─── Source document ───

State v. Watkins

526 N.W.2d 638 | Minn. Ct. App. | 1995

526 N.W.2d 638 (1995)

STATE of Minnesota, Respondent,
v.
William D. WATKINS, Appellant.

No. C6-94-515.

Court of Appeals of Minnesota.

January 31, 1995.

*639 Hubert H. Humphrey, III, Atty. Gen., James P. Spencer, William F. Klumpp, Jr., Asst. Attys. Gen., St. Paul, Roger S. Van Heel, Stearns County Atty., St. Cloud, for respondent.

John M. Stuart, State Public Defender, Bruce L. McLellan, Sp. Asst. State Public Defender, Minneapolis, for appellant.

Considered and decided by KLAPHAKE, P.J., and LANSING and AMUNDSON, JJ.

OPINION

LANSING, Judge.

At a Schwartz hearing following a criminal trial, jurors testified that a court bailiff in the jury room referred to one of the defense attorneys as "that darky" and that jurors referred to the African-American defendant as a "darky" or "that darky" during deliberations. These references gave rise to an unrebutted presumption of prejudice to the defendant's Fifth and Sixth Amendment rights, and we reverse and remand for a new trial.

FACTS

Stearns County charged William Watkins with first degree assault for injuries sustained by Mark Rosenberger during a fight at a party in Waite Park. Watkins and Rosenberger were both guests at the party when a racial insult led to a general outburst of violence. It is undisputed that Rosenberger sustained serious injuries, but there is *640 substantial dispute over who inflicted the injuries.

At trial the state presented three witnesses who stated that they saw Watkins punch and kick Rosenberger. Watkins argues that this testimony was impeached by the identifying witnesses' consumption of alcohol, inability to recognize Watkins, or obstructed views of Rosenberger during the fight. Rosenberger could not identify his assailant. The defense presented two witnesses — one of the party hosts and Watkins. Both testified that Watkins did not assault Rosenberger and that Watkins was involved in a conflict with another individual. The state argues that this testimony is impeached by either self-interest or friendship. The jury accepted the state's identification evidence and found Watkins guilty of third degree assault.

─── Provided material ───

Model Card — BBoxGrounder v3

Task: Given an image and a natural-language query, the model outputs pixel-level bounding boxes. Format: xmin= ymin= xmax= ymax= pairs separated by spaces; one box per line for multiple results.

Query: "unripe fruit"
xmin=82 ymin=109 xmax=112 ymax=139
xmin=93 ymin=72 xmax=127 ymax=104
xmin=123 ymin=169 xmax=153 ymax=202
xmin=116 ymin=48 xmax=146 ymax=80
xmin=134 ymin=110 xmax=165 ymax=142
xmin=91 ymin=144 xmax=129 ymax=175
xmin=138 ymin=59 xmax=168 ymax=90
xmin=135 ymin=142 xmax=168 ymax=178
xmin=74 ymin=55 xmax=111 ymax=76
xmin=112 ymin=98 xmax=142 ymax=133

───
─── Provided material ───

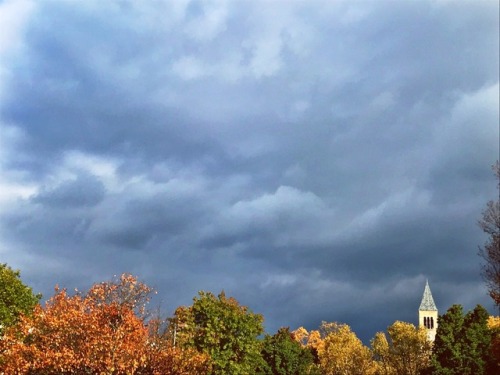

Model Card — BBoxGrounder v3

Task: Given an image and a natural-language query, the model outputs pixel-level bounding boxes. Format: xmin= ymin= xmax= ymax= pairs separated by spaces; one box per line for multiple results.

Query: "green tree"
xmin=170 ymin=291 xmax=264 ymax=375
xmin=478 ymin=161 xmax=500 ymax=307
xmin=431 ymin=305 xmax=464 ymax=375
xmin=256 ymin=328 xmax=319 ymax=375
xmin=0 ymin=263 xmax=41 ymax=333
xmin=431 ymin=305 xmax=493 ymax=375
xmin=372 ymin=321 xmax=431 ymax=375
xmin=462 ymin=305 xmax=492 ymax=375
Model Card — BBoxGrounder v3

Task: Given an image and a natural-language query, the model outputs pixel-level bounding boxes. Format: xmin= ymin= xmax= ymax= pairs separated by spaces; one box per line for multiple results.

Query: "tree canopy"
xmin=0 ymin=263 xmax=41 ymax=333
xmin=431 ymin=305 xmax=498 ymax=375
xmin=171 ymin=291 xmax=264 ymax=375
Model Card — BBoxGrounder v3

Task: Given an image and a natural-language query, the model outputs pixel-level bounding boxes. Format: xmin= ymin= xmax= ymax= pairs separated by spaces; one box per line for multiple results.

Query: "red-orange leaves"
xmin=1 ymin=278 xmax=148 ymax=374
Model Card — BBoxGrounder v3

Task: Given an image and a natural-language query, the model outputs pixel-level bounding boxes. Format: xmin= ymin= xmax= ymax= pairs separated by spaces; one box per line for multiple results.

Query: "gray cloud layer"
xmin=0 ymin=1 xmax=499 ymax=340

───

Problem 1: Please summarize the State v. Watkins opinion in two sentences.
Problem 2: In the State v. Watkins opinion, what offense did Stearns County originally charge Watkins with?
Problem 3: Continue the State v. Watkins opinion from the point where it stops.

Written reply 1: At a Schwartz hearing after William Watkins's trial, jurors testified that a bailiff in the jury room had called one of the defense attorneys "that darky" and that jurors had used the same term for the African-American defendant during deliberations. The Minnesota Court of Appeals held that these references created an unrebutted presumption of prejudice to his Fifth and Sixth Amendment rights, and it reversed his third degree assault conviction and remanded for a new trial.

Written reply 2: First degree assault.

Written reply 3:
After the trial one of the jurors sent a letter to the defense attorney indicating that the verdict was tainted by racial prejudice. The juror stated that a bailiff referred to defense counsel as a "darky" or "that darky," and that some of the jurors referred to Watkins as a "darky" or "that darky." The juror also stated that other jurors said they were afraid to find Watkins guilty and that someone had to be punished for what happened to Rosenberger. Based on this letter, the district court conducted a Schwartz hearing.

At the Schwartz hearing, the court separately interviewed each juror and the two bailiffs. Four jurors testified that a bailiff referred to one of Watkins' attorneys as "that darky." Three of the four jurors said it was the male bailiff who used the term. The male bailiff denied that he had referred to the attorney in this way. The female bailiff admitted that she called the attorney "that dark fellow" or "darky." She acknowledged that she used that term in the jury room when all the jurors were present.

Two jurors stated that Watkins was referred to as "darky" during jury deliberations. The first juror estimated that the term was used eight or nine times while the second estimated it was used three or four times. A third juror said that she did not hear other jurors say "darky" but that she may have used the term. Other jurors responded equivocally stating "I didn't hear it and I didn't pay any attention to it" or "I didn't hear it but wouldn't be surprised to hear contrary evidence." Several jurors said only that they could not recall. Only one of the jurors believed that these references affected the verdict. The other jurors stated that they believed the verdict was based only on the evidence and not affected by racial prejudice.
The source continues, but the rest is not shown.